■ **STATED TASK**
Output the lines of the material below as a JSON list of strings, one string per line and with blank lines omitted. Begin at the line that contains "of the hepatica" and continue through the last line of the material.

Saved entries:
+--

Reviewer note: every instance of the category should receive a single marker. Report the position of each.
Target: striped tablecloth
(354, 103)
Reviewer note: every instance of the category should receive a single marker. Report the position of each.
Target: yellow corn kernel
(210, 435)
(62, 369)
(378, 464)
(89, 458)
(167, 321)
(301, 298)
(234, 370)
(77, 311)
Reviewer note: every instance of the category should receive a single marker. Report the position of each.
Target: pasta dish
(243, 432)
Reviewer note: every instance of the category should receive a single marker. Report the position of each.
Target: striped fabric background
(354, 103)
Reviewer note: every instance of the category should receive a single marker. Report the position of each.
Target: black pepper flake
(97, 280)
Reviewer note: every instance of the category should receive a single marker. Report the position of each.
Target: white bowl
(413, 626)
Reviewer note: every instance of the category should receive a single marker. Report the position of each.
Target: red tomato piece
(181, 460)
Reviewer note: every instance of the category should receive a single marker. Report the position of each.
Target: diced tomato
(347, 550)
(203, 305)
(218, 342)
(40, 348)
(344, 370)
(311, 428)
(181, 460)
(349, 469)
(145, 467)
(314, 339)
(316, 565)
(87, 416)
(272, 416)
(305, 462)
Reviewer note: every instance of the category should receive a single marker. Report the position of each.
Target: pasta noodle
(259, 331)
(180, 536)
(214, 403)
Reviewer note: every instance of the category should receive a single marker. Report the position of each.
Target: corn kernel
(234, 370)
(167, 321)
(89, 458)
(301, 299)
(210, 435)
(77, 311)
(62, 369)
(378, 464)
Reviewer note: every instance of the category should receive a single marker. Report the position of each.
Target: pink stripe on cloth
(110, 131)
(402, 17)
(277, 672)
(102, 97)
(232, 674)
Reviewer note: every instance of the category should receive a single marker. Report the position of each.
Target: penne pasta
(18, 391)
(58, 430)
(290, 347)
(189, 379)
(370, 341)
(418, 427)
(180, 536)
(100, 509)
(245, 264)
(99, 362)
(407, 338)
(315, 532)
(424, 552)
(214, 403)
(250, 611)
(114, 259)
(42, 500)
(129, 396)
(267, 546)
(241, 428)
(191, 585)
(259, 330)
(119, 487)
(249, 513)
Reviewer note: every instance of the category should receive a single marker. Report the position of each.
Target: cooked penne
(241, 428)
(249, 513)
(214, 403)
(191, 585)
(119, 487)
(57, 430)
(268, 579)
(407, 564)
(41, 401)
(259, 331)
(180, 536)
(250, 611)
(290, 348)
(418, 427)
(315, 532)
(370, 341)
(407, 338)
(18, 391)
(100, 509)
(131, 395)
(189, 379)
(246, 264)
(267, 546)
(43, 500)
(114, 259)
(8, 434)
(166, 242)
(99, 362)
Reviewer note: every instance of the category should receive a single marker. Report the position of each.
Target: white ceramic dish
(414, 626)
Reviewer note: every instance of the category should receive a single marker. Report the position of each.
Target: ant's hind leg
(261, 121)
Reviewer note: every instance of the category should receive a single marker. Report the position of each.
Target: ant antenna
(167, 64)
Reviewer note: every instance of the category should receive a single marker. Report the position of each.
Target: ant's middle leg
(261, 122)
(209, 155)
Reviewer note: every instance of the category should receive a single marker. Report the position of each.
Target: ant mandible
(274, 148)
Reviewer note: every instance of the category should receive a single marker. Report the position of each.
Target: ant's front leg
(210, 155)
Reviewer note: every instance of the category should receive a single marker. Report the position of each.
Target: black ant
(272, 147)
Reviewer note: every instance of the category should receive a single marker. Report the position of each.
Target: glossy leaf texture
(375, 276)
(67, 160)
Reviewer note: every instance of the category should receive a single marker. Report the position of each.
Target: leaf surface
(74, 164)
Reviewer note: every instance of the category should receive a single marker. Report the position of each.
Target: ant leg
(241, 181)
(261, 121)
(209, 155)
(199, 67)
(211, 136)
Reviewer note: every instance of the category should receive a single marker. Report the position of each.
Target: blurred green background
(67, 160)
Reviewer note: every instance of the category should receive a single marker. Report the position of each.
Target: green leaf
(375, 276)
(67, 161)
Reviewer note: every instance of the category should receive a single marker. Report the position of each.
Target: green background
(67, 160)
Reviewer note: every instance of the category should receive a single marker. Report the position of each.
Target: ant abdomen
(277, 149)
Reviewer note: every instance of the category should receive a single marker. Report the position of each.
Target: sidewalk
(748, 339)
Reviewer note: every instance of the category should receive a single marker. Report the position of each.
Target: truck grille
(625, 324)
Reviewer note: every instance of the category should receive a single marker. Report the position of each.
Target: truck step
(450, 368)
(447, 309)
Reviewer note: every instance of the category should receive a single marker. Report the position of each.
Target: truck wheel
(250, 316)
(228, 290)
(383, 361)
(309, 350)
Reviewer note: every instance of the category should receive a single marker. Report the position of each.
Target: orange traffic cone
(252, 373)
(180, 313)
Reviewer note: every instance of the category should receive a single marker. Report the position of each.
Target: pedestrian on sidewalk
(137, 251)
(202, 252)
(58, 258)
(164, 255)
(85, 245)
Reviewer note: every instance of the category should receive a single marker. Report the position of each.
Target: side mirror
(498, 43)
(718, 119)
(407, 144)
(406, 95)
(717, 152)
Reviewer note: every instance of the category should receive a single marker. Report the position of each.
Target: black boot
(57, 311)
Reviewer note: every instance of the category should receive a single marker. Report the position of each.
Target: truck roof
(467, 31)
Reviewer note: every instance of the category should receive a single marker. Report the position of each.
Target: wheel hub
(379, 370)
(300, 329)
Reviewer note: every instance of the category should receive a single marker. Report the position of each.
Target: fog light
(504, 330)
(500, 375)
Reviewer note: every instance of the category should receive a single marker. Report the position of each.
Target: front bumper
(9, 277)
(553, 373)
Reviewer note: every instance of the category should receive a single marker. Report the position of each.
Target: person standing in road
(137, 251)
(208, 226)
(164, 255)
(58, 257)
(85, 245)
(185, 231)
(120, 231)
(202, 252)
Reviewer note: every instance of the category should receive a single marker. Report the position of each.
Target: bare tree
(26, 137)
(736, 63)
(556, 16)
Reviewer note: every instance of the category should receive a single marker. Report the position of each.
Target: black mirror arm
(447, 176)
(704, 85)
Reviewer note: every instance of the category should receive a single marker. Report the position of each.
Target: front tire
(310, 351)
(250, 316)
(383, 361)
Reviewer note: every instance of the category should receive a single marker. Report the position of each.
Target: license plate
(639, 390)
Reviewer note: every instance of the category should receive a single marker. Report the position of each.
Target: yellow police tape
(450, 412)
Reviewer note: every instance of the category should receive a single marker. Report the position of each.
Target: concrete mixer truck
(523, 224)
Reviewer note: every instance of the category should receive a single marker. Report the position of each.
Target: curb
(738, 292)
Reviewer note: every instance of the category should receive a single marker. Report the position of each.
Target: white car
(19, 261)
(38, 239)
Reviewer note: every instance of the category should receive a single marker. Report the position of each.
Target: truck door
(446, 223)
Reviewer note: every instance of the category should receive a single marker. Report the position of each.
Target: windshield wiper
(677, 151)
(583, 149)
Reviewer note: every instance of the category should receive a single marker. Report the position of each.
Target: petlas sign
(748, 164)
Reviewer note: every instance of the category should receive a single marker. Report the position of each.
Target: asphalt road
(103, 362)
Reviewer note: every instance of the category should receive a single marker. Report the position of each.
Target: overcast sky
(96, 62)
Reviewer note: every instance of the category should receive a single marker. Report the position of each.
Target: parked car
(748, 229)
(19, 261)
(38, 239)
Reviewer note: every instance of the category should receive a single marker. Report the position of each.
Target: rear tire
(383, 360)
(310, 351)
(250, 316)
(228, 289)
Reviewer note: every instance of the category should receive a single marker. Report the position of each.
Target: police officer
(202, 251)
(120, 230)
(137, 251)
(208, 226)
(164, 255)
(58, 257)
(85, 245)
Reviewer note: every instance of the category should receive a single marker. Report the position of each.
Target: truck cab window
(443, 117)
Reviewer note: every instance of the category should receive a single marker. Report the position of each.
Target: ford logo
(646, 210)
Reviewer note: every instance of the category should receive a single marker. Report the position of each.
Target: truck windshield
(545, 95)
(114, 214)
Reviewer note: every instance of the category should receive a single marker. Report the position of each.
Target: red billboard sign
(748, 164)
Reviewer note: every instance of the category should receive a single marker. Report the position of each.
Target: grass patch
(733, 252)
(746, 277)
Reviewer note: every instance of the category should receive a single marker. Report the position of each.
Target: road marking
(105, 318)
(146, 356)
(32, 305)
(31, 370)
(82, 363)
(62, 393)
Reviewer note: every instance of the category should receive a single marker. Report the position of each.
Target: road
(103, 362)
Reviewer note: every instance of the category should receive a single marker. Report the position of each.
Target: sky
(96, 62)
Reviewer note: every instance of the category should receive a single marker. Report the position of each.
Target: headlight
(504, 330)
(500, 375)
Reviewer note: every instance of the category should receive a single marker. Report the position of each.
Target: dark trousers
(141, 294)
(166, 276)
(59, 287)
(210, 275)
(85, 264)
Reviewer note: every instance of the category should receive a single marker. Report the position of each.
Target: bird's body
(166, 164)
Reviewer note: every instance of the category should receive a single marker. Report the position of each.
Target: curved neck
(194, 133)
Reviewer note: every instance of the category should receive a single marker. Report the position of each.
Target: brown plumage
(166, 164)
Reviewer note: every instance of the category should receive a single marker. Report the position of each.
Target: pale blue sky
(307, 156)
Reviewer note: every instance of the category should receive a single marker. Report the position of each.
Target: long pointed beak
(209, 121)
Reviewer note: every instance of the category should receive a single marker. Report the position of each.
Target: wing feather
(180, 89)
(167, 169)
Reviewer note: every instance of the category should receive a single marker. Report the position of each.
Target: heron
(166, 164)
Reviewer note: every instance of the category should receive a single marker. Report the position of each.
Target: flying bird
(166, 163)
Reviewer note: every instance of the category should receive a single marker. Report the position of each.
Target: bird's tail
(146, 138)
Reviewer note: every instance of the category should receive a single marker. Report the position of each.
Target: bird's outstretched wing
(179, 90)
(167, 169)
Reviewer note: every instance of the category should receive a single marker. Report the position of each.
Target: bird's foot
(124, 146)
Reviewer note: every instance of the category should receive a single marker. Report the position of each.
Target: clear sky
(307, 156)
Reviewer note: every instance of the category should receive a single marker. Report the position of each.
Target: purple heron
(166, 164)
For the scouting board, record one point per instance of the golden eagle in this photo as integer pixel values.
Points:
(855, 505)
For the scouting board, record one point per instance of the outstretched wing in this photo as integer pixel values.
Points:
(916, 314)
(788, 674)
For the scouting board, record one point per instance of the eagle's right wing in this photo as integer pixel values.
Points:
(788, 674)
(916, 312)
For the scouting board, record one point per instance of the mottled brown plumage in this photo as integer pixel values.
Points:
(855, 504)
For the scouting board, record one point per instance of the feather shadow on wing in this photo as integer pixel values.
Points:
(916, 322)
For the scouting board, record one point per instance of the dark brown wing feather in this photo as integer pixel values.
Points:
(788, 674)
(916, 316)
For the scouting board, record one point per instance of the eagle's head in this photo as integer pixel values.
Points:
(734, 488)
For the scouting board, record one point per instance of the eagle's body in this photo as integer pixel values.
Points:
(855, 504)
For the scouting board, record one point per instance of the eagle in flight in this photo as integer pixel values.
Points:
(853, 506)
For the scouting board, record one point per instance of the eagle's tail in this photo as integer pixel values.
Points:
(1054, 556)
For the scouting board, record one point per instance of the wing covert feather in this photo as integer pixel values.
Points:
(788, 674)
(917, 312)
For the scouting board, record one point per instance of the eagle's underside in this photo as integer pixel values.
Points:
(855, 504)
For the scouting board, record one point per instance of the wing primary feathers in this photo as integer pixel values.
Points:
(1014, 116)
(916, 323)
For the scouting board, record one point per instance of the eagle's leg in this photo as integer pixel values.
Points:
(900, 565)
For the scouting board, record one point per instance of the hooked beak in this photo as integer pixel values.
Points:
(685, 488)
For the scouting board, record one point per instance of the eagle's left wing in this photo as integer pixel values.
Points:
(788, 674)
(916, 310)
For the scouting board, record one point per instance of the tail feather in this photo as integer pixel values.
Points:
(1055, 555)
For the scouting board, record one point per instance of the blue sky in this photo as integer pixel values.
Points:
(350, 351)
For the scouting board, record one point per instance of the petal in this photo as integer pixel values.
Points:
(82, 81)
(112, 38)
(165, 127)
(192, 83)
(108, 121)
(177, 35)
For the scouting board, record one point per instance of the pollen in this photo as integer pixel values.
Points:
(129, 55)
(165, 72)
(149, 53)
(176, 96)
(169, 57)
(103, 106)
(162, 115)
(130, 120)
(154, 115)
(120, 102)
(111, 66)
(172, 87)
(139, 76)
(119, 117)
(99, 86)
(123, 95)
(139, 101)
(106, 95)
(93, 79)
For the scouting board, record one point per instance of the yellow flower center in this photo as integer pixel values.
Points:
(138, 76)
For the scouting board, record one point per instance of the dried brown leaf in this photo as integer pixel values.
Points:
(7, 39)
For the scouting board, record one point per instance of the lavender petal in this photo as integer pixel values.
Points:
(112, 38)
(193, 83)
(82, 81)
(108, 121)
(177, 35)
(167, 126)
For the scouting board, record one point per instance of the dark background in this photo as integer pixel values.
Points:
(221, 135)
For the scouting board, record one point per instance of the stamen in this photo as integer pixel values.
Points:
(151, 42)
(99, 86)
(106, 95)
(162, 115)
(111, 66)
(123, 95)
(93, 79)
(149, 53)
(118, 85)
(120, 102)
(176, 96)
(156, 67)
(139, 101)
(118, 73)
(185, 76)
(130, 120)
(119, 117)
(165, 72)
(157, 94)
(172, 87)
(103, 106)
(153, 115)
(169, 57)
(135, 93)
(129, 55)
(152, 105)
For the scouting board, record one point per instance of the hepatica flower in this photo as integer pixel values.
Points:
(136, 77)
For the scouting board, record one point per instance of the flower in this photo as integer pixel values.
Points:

+--

■ **CORRECT RESPONSE**
[
  "For the scouting board, record one point per instance of the hepatica flower in this photo as integer pixel values.",
  "Points:",
  "(136, 77)",
  "For the scouting board, record one point per instance of the flower in this photo as integer pixel values.",
  "Points:"
]